*** EXCERPTED PASSAGE ***

Wellington Pride are set to run their annual Pride Festival in September, after cancelling the February 2022 festival at the beginning of the Omicron Covid-19 peak.
Both Aupapa-Martin and Lyngdoh agree that the onus to make Pride more equitable for Black and brown folks falls on them harder than their white counterparts - which speaks volumes to how Pride operates - not just as an organisation, but as a staple in the queer community.
Wellington Pride's vision statement - titled Te Whāriki, which was recently voted in at their AGM - says its current experience shows that Matauranga Māori are excluded - meaning that the Wellington Pride Festival "contributes to the structural violence in Aotearoa, and the structures that drive cis-hetero-patriarchy." The document says the board and members broadly value equity, however have no way of staying in tune with dynamic changes within the community.

*** End of EXCERPTED PASSAGE ***

- _INSTRUCTIONS_:
a – Please write out the part of the Wellington Pride passage from "Both Aupapa-Martin and" up to and including "the queer community.".
b – Rewrite the paragraph of the Wellington Pride passage beginning "Wellington Pride's vision statement" as a short list that keeps its main facts.
c – In the Wellington Pride passage, in which month is the annual Pride Festival set to run?

*** RECORD EXCERPTS ***

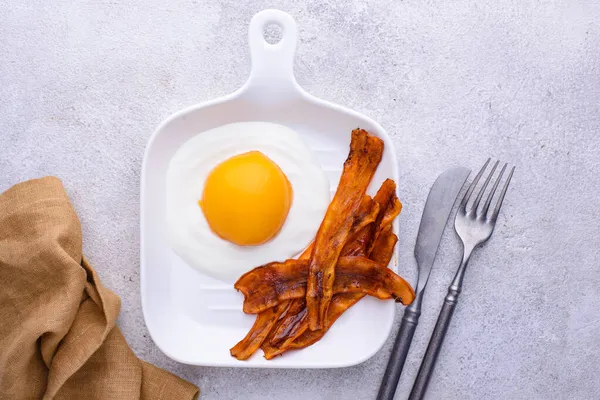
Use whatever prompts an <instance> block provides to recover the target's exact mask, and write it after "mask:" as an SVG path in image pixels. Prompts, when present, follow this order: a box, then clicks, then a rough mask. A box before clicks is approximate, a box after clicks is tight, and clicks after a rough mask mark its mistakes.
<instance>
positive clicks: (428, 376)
mask: <svg viewBox="0 0 600 400" xmlns="http://www.w3.org/2000/svg"><path fill="white" fill-rule="evenodd" d="M489 163H490V159H488V160H487V161H486V163H485V164H484V165H483V168H481V171H479V173H478V174H477V176H476V177H475V179H474V180H473V183H471V186H469V189H468V190H467V192H466V193H465V196H464V197H463V199H462V201H461V202H460V205H459V206H458V211H457V213H456V219H455V220H454V229H455V230H456V233H457V234H458V236H459V237H460V239H461V240H462V243H463V258H462V261H461V263H460V266H459V267H458V271H457V272H456V276H455V277H454V280H453V281H452V283H451V284H450V287H449V288H448V294H447V295H446V298H445V299H444V305H443V306H442V310H441V311H440V315H439V317H438V320H437V323H436V324H435V328H434V330H433V334H432V335H431V339H430V340H429V346H427V351H426V352H425V356H424V357H423V362H422V363H421V368H419V373H418V375H417V378H416V379H415V383H414V385H413V388H412V391H411V392H410V396H409V400H417V399H422V398H423V396H424V395H425V391H426V390H427V384H428V383H429V378H430V377H431V374H432V372H433V369H434V367H435V362H436V359H437V356H438V354H439V352H440V349H441V347H442V343H443V342H444V337H445V336H446V332H447V331H448V326H449V325H450V320H451V319H452V314H453V313H454V309H455V308H456V304H457V302H458V296H459V294H460V292H461V290H462V284H463V278H464V276H465V271H466V269H467V264H468V262H469V258H471V254H472V253H473V250H474V249H475V248H477V246H480V245H482V244H483V243H485V242H486V241H487V240H488V239H489V238H490V236H492V232H493V231H494V227H495V226H496V221H497V220H498V213H499V212H500V207H502V201H503V200H504V196H505V195H506V191H507V190H508V185H509V184H510V180H511V178H512V176H513V173H514V172H515V167H512V169H511V171H510V173H509V175H508V178H507V179H506V183H505V184H504V187H503V188H502V191H501V192H500V195H499V197H498V200H497V202H496V206H495V207H494V209H493V210H491V211H490V209H489V208H490V205H491V203H492V199H493V197H494V194H495V193H496V189H498V185H499V184H500V181H501V179H502V176H503V175H504V172H505V170H506V167H507V166H508V164H504V167H502V170H501V171H500V174H499V175H498V177H497V178H496V181H495V182H494V186H493V187H492V189H491V191H490V193H489V194H488V197H487V199H486V201H485V203H483V207H481V208H480V207H479V205H480V202H481V199H482V198H483V195H484V193H485V189H486V188H487V186H488V184H489V183H490V180H491V179H492V176H493V175H494V172H495V171H496V168H497V167H498V163H499V162H498V161H496V163H495V164H494V166H493V167H492V170H491V172H490V173H489V174H488V176H487V178H486V180H485V182H484V183H483V186H482V187H481V189H480V190H479V193H477V196H476V197H475V201H474V202H473V205H472V206H470V207H469V206H468V203H469V200H470V199H471V195H472V194H473V192H474V191H475V187H476V186H477V183H478V182H479V179H481V176H482V175H483V173H484V172H485V169H486V168H487V166H488V164H489Z"/></svg>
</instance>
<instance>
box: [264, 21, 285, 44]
mask: <svg viewBox="0 0 600 400" xmlns="http://www.w3.org/2000/svg"><path fill="white" fill-rule="evenodd" d="M263 38H264V39H265V42H267V43H269V44H277V43H279V42H280V41H281V39H282V38H283V27H282V26H281V25H280V24H278V23H277V22H268V23H266V24H265V26H264V28H263Z"/></svg>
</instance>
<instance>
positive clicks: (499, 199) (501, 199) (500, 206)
mask: <svg viewBox="0 0 600 400" xmlns="http://www.w3.org/2000/svg"><path fill="white" fill-rule="evenodd" d="M514 172H515V167H512V169H511V170H510V174H508V178H506V183H505V184H504V187H503V188H502V192H501V193H500V197H499V198H498V202H497V203H496V207H494V212H493V213H492V218H491V220H492V221H494V222H495V221H496V219H497V218H498V213H499V212H500V207H502V201H503V200H504V196H505V195H506V191H507V190H508V185H509V184H510V180H511V178H512V175H513V173H514Z"/></svg>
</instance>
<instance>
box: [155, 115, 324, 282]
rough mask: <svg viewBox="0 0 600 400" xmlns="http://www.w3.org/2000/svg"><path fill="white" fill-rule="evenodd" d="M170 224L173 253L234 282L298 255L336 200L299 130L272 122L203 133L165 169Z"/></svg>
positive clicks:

*** End of RECORD EXCERPTS ***

- _EXERCISE RESPONSES_:
a –
Both Aupapa-Martin and Lyngdoh agree that the onus to make Pride more equitable for Black and brown folks falls on them harder than their white counterparts - which speaks volumes to how Pride operates - not just as an organisation, but as a staple in the queer community.

b –
- Wellington Pride's vision statement, Te Whāriki, was recently voted in at its AGM.
- It says current experience shows Matauranga Māori are excluded.
- As a result, it says, the festival "contributes to the structural violence in Aotearoa, and the structures that drive cis-hetero-patriarchy."
- The board and members broadly value equity but have no way of staying in tune with dynamic changes within the community.

c – September.